_Extracted entries_:
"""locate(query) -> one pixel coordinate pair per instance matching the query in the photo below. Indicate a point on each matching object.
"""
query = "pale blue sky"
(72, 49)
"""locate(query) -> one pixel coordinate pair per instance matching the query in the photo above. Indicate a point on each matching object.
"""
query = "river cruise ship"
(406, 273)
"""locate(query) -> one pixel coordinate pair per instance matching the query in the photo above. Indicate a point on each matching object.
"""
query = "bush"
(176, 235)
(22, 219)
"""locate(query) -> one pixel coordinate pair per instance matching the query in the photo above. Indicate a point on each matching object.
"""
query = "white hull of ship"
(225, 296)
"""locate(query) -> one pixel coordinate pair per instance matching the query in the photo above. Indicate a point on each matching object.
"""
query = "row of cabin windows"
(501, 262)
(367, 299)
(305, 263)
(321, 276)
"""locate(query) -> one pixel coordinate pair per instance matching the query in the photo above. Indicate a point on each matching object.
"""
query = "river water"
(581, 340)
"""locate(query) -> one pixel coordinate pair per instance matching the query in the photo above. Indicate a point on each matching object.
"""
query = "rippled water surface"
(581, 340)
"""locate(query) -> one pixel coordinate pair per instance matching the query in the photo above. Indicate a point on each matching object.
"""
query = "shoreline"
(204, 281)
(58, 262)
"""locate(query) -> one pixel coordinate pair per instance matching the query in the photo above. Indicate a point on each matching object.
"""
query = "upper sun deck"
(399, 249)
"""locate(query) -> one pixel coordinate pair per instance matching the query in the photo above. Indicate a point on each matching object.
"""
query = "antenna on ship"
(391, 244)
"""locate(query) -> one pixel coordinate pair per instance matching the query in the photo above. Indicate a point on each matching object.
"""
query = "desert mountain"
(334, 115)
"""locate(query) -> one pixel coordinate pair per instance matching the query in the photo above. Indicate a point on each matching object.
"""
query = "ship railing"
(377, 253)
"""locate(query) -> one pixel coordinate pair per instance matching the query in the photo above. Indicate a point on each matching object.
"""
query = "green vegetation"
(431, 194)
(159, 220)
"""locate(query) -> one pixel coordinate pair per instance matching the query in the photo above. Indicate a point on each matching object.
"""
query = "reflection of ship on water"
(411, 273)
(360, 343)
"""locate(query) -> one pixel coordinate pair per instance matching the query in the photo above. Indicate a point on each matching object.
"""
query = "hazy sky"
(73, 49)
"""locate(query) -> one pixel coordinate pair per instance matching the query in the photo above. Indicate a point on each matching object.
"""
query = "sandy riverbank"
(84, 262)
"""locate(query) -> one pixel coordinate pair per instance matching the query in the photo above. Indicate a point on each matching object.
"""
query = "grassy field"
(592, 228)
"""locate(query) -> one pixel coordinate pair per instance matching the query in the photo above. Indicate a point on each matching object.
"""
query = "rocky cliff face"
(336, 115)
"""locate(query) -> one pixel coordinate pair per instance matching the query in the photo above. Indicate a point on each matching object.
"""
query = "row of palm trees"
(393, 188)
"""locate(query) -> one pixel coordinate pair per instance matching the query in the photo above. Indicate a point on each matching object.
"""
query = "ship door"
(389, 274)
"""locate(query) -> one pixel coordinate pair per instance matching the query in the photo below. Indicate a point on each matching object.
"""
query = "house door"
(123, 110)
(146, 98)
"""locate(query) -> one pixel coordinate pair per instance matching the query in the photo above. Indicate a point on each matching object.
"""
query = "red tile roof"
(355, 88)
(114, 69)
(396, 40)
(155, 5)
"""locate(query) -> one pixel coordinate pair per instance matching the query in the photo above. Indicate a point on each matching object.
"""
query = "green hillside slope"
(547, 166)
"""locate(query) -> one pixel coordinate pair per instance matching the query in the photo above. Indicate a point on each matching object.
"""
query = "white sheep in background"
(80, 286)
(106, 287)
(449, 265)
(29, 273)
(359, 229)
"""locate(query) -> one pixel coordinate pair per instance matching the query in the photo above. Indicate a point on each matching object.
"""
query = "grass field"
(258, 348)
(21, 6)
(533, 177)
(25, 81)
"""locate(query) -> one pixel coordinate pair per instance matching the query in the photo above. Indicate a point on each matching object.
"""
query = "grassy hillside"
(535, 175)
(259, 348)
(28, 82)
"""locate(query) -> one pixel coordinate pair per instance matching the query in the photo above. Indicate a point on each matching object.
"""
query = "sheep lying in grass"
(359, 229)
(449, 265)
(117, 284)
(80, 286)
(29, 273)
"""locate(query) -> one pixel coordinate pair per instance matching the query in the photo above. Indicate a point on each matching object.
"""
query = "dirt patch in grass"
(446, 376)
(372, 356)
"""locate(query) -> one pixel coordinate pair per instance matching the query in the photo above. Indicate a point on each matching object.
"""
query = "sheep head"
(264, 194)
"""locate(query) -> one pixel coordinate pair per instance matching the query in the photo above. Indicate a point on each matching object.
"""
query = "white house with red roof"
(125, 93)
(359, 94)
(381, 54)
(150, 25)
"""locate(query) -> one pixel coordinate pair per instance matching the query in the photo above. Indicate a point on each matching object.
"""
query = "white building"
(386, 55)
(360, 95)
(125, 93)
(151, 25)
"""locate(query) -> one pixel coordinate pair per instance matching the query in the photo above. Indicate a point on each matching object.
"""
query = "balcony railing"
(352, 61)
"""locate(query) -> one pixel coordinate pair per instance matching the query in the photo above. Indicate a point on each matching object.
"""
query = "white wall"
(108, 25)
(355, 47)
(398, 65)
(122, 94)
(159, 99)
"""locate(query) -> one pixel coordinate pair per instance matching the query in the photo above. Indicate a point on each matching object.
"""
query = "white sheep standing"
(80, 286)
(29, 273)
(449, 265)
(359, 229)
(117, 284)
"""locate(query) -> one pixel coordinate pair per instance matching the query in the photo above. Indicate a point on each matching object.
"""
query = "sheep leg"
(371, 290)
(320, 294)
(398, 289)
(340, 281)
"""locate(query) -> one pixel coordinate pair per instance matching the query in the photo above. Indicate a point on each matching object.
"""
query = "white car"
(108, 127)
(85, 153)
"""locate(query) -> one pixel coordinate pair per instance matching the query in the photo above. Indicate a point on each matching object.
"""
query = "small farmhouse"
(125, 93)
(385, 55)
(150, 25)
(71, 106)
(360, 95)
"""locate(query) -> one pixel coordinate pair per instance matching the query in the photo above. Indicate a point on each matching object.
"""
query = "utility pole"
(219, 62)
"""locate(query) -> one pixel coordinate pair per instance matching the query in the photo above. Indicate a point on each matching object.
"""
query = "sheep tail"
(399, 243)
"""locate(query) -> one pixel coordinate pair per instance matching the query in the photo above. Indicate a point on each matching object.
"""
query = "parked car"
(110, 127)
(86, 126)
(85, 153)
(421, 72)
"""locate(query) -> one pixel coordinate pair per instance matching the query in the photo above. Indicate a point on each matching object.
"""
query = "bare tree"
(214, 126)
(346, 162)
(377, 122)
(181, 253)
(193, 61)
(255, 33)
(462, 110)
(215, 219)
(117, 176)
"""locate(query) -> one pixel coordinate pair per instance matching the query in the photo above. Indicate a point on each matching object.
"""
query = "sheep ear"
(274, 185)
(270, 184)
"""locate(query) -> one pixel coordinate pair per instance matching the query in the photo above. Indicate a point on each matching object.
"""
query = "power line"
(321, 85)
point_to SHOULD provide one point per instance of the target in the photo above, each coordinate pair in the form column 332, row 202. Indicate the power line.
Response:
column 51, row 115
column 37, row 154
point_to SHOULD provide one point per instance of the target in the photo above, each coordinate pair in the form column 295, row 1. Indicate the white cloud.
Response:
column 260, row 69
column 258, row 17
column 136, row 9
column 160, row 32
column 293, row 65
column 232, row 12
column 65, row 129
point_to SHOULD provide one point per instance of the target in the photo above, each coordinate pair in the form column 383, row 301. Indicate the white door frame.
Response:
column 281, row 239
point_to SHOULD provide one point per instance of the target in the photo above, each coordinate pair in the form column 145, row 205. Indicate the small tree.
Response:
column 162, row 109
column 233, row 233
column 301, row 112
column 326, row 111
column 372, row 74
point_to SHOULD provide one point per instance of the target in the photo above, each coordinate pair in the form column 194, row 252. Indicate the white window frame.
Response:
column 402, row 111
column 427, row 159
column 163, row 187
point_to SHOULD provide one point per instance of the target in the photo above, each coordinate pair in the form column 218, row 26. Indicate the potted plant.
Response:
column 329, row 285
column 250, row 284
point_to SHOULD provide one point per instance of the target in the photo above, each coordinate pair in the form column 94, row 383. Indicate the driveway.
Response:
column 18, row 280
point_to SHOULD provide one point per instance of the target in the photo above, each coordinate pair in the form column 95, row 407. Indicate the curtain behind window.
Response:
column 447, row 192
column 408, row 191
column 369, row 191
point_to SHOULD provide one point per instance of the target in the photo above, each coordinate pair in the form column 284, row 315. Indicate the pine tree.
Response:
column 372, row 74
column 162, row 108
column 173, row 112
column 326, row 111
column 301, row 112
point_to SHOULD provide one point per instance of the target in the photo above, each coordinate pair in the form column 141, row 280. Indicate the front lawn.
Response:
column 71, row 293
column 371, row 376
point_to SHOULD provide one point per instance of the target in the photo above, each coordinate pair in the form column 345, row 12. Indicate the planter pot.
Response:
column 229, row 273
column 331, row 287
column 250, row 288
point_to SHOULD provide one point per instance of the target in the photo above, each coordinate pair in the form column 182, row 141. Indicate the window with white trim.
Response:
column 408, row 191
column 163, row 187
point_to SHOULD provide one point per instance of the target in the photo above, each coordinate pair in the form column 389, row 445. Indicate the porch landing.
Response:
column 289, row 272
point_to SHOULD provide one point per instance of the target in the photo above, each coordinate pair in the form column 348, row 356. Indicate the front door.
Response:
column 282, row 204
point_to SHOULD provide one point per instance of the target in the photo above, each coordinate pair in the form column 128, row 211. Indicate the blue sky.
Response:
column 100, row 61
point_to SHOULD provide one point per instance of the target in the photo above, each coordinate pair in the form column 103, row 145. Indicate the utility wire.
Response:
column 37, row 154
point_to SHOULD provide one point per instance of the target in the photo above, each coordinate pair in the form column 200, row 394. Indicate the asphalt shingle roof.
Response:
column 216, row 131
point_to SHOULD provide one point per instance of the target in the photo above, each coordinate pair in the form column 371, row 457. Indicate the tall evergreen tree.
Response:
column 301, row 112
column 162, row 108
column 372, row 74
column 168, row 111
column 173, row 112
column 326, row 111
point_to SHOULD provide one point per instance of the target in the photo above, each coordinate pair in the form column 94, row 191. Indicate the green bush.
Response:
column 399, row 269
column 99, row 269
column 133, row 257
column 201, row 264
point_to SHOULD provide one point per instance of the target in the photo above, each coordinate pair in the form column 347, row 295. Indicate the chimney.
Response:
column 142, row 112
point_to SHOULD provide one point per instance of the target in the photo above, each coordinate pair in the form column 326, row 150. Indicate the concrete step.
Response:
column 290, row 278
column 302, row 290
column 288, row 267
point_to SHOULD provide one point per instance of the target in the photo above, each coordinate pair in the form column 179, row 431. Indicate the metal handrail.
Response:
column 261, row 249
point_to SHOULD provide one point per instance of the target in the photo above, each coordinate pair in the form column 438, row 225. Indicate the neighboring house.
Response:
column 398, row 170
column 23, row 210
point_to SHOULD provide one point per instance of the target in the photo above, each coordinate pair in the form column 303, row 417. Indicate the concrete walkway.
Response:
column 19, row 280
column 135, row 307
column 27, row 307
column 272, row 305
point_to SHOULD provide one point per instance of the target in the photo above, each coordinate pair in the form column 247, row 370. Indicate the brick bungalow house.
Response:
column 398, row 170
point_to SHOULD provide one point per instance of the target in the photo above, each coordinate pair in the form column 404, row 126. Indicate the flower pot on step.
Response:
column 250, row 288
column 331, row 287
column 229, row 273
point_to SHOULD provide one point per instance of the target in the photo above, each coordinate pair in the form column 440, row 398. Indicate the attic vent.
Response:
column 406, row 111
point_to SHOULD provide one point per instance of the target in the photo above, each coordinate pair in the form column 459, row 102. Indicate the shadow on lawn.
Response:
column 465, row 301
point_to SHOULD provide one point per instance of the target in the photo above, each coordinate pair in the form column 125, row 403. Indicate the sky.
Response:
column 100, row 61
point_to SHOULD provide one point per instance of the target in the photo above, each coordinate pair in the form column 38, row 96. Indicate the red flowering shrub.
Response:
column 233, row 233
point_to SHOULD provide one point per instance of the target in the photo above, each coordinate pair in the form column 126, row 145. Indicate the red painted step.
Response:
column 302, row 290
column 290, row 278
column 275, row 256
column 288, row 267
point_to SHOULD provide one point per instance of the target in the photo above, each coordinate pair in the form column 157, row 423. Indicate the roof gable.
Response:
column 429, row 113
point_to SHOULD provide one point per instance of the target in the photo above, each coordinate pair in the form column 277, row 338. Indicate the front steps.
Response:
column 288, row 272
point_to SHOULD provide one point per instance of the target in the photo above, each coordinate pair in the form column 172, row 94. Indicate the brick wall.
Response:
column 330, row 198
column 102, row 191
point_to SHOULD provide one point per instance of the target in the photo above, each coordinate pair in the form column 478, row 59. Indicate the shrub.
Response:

_Problem statement_: Search the listing for the word "frame", and copy every line in which it is found.

_Your response_:
point_to SHOULD provide one point per instance of the target in the photo above, each coordinate pair in the form column 383, row 301. Indicate the white door frame.
point_to SHOULD provide one point per instance of the target in the photo above, each coordinate pair in the form column 194, row 252. Indicate the white window frame.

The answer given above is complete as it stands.